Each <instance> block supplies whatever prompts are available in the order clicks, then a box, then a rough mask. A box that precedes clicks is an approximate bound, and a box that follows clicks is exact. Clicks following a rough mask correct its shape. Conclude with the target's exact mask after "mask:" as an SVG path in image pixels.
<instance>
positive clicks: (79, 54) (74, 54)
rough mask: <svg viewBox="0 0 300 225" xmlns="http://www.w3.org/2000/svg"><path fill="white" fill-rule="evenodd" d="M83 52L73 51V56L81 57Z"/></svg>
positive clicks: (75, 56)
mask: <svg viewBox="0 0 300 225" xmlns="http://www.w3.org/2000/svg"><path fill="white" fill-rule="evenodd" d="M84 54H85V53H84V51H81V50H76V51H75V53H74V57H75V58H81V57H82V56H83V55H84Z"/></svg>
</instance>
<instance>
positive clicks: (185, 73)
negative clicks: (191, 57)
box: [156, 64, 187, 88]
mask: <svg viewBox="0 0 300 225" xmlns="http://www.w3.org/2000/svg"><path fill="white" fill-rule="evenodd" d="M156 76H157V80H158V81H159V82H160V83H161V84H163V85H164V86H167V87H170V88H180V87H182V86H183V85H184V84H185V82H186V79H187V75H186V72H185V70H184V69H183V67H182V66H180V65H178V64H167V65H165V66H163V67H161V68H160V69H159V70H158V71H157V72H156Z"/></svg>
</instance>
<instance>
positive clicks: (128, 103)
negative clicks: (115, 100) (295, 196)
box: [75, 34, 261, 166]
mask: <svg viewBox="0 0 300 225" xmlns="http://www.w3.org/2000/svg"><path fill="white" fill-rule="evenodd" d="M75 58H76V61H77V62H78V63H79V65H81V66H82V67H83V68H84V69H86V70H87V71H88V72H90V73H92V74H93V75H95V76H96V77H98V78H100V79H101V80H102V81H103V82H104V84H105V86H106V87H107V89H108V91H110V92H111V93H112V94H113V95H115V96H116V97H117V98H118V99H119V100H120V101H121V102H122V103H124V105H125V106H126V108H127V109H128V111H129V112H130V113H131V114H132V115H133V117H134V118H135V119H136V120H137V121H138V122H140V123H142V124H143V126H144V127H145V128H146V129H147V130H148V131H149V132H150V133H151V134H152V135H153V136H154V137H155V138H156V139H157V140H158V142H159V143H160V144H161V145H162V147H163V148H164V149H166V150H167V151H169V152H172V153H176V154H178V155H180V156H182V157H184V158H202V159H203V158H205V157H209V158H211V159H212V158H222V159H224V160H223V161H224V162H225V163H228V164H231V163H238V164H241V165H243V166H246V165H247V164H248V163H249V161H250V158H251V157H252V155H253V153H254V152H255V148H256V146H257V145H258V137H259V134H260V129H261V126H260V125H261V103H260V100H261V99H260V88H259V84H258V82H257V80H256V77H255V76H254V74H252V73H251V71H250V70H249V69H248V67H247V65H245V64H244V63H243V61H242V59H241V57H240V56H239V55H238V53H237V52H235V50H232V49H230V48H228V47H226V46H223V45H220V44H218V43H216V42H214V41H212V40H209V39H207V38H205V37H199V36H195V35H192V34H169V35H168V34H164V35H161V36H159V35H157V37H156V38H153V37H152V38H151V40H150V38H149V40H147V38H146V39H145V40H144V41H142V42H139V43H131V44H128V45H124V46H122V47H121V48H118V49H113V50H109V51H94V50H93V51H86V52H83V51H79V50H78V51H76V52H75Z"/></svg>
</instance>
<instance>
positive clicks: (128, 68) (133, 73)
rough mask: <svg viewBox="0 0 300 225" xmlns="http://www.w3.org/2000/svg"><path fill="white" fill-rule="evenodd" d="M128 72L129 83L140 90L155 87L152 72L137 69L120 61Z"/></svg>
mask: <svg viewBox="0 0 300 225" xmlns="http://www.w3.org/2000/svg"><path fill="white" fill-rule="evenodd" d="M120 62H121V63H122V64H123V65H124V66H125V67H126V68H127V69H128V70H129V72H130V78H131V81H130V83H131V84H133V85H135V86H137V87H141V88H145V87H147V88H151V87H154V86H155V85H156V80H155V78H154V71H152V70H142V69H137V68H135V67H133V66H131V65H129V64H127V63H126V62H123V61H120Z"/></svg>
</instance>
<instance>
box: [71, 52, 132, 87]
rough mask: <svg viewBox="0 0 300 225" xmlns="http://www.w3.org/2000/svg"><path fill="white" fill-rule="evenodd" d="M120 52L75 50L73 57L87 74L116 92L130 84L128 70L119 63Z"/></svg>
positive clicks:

Directions:
Taking the listing above, write all of it out exactly.

Output of the exercise:
Each <instance> block supplies whatever prompts are available in the order clicks, then a box, then a rough mask. A box that precedes clicks is an approximate bound, and a box that follows clicks is exact. Clicks following a rough mask correct its shape. Conclude with the target's exact mask after "mask:" as an SVG path in image pixels.
<instance>
positive clicks: (79, 54) (74, 54)
rough mask: <svg viewBox="0 0 300 225" xmlns="http://www.w3.org/2000/svg"><path fill="white" fill-rule="evenodd" d="M83 52L73 51V56L81 57Z"/></svg>
positive clicks: (75, 56)
mask: <svg viewBox="0 0 300 225" xmlns="http://www.w3.org/2000/svg"><path fill="white" fill-rule="evenodd" d="M84 54H85V53H84V51H81V50H76V51H75V53H74V57H75V58H81V57H82V56H83V55H84Z"/></svg>
</instance>
<instance>
positive clicks: (185, 73)
negative clicks: (191, 57)
box: [156, 64, 187, 88]
mask: <svg viewBox="0 0 300 225" xmlns="http://www.w3.org/2000/svg"><path fill="white" fill-rule="evenodd" d="M156 76H157V80H158V81H159V82H160V83H161V84H163V85H164V86H167V87H170V88H180V87H182V86H183V85H184V84H185V82H186V79H187V75H186V72H185V70H184V69H183V67H182V66H180V65H178V64H167V65H165V66H163V67H161V68H160V69H159V70H158V71H157V72H156Z"/></svg>
</instance>
<instance>
positive clicks: (128, 103)
negative clicks: (115, 100) (295, 196)
box: [75, 34, 261, 166]
mask: <svg viewBox="0 0 300 225" xmlns="http://www.w3.org/2000/svg"><path fill="white" fill-rule="evenodd" d="M75 58H76V61H77V62H78V63H79V65H81V66H82V67H83V68H84V69H86V70H87V71H88V72H90V73H92V74H93V75H95V76H96V77H98V78H100V79H101V80H102V81H103V82H104V84H105V86H106V87H107V89H108V91H110V92H111V93H112V94H113V95H115V96H116V97H117V98H118V99H119V100H120V101H121V102H122V103H124V105H125V106H126V108H127V109H128V111H129V112H130V113H131V114H132V115H133V117H134V118H135V119H136V120H137V121H138V122H140V123H142V124H143V126H144V127H145V128H146V129H147V130H148V131H149V132H150V133H151V134H152V135H153V136H154V137H155V138H156V139H157V140H158V142H159V143H160V144H161V145H162V147H163V148H164V149H166V150H167V151H169V152H172V153H176V154H178V155H180V156H182V157H184V158H202V159H203V158H205V157H209V158H211V159H212V158H222V159H224V160H223V161H224V162H225V163H228V164H231V163H238V164H241V165H243V166H246V165H247V164H248V163H249V161H250V158H251V157H252V155H253V153H254V152H255V148H256V146H257V145H258V137H259V134H260V129H261V126H260V125H261V103H260V100H261V99H260V88H259V84H258V82H257V80H256V77H255V76H254V74H252V73H251V71H250V70H249V69H248V67H247V65H245V64H244V63H243V61H242V59H241V57H240V56H239V55H238V53H237V52H235V50H232V49H230V48H228V47H226V46H223V45H220V44H218V43H216V42H214V41H212V40H209V39H207V38H205V37H199V36H195V35H192V34H169V35H168V34H164V35H161V36H159V35H157V37H156V38H153V37H152V38H151V40H150V38H149V40H147V38H146V39H145V40H144V41H142V42H139V43H131V44H128V45H124V46H122V47H121V48H118V49H113V50H109V51H94V50H93V51H86V52H83V51H79V50H78V51H76V52H75Z"/></svg>
</instance>
<instance>
positive clicks: (128, 68) (133, 73)
rough mask: <svg viewBox="0 0 300 225" xmlns="http://www.w3.org/2000/svg"><path fill="white" fill-rule="evenodd" d="M128 72L129 83L140 90L155 87L152 72L137 69L120 61Z"/></svg>
mask: <svg viewBox="0 0 300 225" xmlns="http://www.w3.org/2000/svg"><path fill="white" fill-rule="evenodd" d="M120 62H121V63H122V64H123V65H124V66H125V67H126V68H127V69H128V70H129V72H130V78H131V81H130V83H131V84H133V85H135V86H137V87H141V88H145V87H147V88H151V87H154V86H155V85H156V80H155V78H154V71H152V70H142V69H137V68H135V67H133V66H131V65H129V64H127V63H126V62H123V61H120Z"/></svg>
</instance>
<instance>
box: [71, 52, 132, 87]
rough mask: <svg viewBox="0 0 300 225" xmlns="http://www.w3.org/2000/svg"><path fill="white" fill-rule="evenodd" d="M120 52L75 50L73 57L87 74L116 92L130 84L128 70L119 63Z"/></svg>
positive clicks:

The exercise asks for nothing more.